Source passage section start
Gov. Scott Walker straps on his motorcycle helmet in this photo from 2015.

MADISON — Motorcyclists who don’t wear helmets are twice as likely to suffer neck injuries in crashes as those who use helmets, according to a study of UW Hospital trauma patients.

The findings counter other research saying the weight of helmets can make the neck more vulnerable to injuries, an argument that is one reason many motorcyclists oppose mandatory helmet laws.

The leader of a Wisconsin motorcycle rights group didn’t dispute the UW research conclusions, but said the main reason he opposes requiring helmets is personal freedom.

“It’s up to an adult to be able to choose,” said Dave Charlebois, executive director of ABATE of Wisconsin.

Wisconsin requires only riders 17 and younger to wear helmets. The state has had an annual average of 2,287 motorcycle crashes, with 84 motorcyclists killed, in recent years, according to the state Department of Transportation. About 73 percent of those killed were not wearing helmets.
Source passage section end
* **List of tasks**:
1. Translate this sentence from the helmet article into Spanish: "Wisconsin requires only riders 17 and younger to wear helmets."
2. Retype the part of the helmet article that opens with the words containing "MADISON — Motorcyclists" and closes with "ABATE of Wisconsin.".
These items have no connection to the helmet article.
Study material section start
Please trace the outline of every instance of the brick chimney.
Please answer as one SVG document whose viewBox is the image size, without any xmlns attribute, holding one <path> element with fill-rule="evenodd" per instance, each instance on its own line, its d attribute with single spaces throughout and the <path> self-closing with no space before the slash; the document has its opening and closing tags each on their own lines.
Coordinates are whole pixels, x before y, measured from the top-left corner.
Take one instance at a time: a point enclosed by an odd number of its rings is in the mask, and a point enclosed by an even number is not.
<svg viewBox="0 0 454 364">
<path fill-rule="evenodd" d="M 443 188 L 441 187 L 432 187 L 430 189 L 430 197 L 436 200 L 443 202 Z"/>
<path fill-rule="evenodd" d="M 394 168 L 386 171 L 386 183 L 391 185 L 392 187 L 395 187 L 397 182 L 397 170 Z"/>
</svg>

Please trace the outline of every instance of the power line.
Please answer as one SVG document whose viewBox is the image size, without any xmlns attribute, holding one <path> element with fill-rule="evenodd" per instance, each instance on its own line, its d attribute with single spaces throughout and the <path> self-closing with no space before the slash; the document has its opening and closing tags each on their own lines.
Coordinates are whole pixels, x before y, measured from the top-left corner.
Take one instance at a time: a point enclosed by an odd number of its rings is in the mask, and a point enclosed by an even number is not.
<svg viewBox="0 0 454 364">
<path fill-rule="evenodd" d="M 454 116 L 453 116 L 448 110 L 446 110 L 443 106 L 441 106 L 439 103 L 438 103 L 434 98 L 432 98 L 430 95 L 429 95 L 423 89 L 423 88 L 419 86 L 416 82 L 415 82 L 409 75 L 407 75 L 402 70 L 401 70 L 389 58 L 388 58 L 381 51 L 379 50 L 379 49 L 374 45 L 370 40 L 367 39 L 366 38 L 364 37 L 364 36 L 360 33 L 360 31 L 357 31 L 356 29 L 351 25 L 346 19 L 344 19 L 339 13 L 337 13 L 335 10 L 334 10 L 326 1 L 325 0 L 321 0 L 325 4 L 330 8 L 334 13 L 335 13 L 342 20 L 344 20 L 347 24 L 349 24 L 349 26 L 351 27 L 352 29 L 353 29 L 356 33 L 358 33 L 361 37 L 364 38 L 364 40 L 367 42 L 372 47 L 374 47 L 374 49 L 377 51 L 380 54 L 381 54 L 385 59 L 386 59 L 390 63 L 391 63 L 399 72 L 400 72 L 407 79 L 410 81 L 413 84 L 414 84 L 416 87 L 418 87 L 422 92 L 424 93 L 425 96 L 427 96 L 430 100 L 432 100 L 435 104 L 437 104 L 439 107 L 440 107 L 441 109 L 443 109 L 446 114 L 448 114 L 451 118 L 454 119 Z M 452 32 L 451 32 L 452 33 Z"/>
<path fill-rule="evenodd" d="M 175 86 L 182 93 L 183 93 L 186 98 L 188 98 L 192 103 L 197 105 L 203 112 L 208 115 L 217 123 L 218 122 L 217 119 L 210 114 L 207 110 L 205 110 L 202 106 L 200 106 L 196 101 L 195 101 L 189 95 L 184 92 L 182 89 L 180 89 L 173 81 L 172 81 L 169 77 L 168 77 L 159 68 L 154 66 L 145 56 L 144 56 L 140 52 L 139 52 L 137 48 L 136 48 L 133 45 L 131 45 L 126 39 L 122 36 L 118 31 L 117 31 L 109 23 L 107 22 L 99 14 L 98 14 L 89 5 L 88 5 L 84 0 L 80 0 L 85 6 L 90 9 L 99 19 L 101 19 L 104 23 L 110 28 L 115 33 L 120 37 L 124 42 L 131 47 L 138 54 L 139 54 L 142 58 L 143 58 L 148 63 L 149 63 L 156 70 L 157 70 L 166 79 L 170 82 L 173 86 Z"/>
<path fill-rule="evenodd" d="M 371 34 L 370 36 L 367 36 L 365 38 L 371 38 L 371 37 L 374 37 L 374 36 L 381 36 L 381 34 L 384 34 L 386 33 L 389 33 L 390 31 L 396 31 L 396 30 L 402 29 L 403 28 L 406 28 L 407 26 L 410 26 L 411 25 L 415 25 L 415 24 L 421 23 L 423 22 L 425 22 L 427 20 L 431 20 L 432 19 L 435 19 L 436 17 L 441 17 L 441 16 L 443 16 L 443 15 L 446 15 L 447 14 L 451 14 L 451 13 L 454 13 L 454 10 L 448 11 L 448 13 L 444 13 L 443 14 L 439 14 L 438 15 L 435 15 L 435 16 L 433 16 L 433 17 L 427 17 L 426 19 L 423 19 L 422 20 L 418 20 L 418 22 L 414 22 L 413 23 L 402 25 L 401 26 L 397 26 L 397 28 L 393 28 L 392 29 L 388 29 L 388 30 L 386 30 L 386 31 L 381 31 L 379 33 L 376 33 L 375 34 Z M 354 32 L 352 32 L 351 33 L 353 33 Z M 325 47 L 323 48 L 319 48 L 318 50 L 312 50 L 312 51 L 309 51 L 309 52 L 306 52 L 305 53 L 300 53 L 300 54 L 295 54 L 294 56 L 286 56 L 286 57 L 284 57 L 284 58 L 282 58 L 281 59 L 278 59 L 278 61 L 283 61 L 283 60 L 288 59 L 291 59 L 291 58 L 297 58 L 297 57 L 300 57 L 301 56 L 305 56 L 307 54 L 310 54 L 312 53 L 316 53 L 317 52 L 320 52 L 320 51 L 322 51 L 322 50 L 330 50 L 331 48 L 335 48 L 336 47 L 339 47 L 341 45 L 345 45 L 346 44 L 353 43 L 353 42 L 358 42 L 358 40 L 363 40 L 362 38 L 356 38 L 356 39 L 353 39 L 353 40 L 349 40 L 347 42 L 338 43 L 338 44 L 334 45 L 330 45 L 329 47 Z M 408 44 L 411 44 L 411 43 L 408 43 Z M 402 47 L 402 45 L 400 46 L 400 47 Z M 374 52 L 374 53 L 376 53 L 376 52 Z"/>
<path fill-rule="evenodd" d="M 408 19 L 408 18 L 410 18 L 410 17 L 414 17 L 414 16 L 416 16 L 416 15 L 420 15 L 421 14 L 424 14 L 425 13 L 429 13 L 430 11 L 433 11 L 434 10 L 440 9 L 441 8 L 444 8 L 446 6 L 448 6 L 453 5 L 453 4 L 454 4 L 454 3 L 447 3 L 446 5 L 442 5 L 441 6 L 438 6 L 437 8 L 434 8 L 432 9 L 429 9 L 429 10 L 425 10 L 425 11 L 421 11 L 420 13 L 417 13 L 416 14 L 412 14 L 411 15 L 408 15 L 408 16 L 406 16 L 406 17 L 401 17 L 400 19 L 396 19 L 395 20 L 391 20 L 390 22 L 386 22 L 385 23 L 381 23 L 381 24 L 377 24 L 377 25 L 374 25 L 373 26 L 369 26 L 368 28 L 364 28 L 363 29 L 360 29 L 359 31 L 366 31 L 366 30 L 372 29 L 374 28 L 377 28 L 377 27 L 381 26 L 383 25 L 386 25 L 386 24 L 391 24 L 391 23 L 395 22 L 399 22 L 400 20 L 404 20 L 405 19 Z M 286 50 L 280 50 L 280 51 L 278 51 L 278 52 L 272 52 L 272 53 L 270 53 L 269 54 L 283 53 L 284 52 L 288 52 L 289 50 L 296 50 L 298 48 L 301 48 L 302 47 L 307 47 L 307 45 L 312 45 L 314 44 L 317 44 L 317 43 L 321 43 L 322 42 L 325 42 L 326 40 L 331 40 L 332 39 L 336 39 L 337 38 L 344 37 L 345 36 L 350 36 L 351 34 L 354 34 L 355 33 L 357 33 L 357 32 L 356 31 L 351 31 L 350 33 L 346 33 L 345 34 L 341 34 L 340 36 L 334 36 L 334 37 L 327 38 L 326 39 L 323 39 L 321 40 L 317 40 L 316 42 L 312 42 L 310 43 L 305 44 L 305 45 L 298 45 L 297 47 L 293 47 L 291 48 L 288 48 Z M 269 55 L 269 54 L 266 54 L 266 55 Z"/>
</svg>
Study material section end
* **Task answers**:
1. Wisconsin exige el uso de casco solo a los motociclistas de 17 años o menos.

2.
MADISON — Motorcyclists who don’t wear helmets are twice as likely to suffer neck injuries in crashes as those who use helmets, according to a study of UW Hospital trauma patients.

The findings counter other research saying the weight of helmets can make the neck more vulnerable to injuries, an argument that is one reason many motorcyclists oppose mandatory helmet laws.

The leader of a Wisconsin motorcycle rights group didn’t dispute the UW research conclusions, but said the main reason he opposes requiring helmets is personal freedom.

“It’s up to an adult to be able to choose,” said Dave Charlebois, executive director of ABATE of Wisconsin.